Dataset records ::
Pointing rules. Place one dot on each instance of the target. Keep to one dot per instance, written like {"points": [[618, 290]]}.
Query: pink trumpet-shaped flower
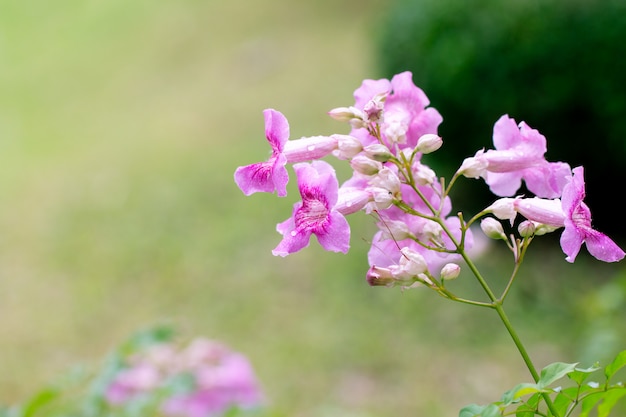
{"points": [[271, 175], [578, 225], [316, 214], [519, 155]]}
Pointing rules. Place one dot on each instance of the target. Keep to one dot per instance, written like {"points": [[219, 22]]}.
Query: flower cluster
{"points": [[419, 240], [214, 379]]}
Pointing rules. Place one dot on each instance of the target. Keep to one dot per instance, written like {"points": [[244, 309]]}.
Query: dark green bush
{"points": [[558, 65]]}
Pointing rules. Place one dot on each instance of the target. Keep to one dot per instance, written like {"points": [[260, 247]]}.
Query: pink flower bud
{"points": [[504, 209], [473, 167], [366, 166], [394, 229], [450, 271], [526, 228], [387, 179], [350, 114], [423, 175], [429, 143]]}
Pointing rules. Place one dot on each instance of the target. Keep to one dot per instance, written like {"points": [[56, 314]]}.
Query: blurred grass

What you are asked to do ::
Omit pictures; set down the rest of the material word for word.

Answer space ::
Pointing rules. Place one dot on each instance of the target. Keep to one dot per instance, written like {"points": [[618, 290]]}.
Query: pink trumpet-shaped flower
{"points": [[271, 175], [578, 225], [316, 214], [519, 155]]}
Pointing rules. Place one dot on each instance of the target. Keep to one dot per instance, written like {"points": [[219, 22]]}.
Query: flower cluster
{"points": [[419, 240], [214, 379]]}
Pointing rules. Place one dot on each instance of the target. Keep to one dot per instance, written like {"points": [[244, 309]]}.
Query: dark green bush
{"points": [[558, 65]]}
Pointing rules. Place one dot on each instance of the target. Keep to one dot per instance, written like {"points": [[260, 247]]}.
Query: pink flower bud
{"points": [[504, 209], [473, 167], [366, 166], [394, 229], [450, 271], [526, 228], [387, 179], [350, 114], [423, 175], [429, 143]]}
Pointing rules. Place one dot on each instance of the target. Keep to one dot per instance, written like {"points": [[56, 314]]}.
Query: blurred grass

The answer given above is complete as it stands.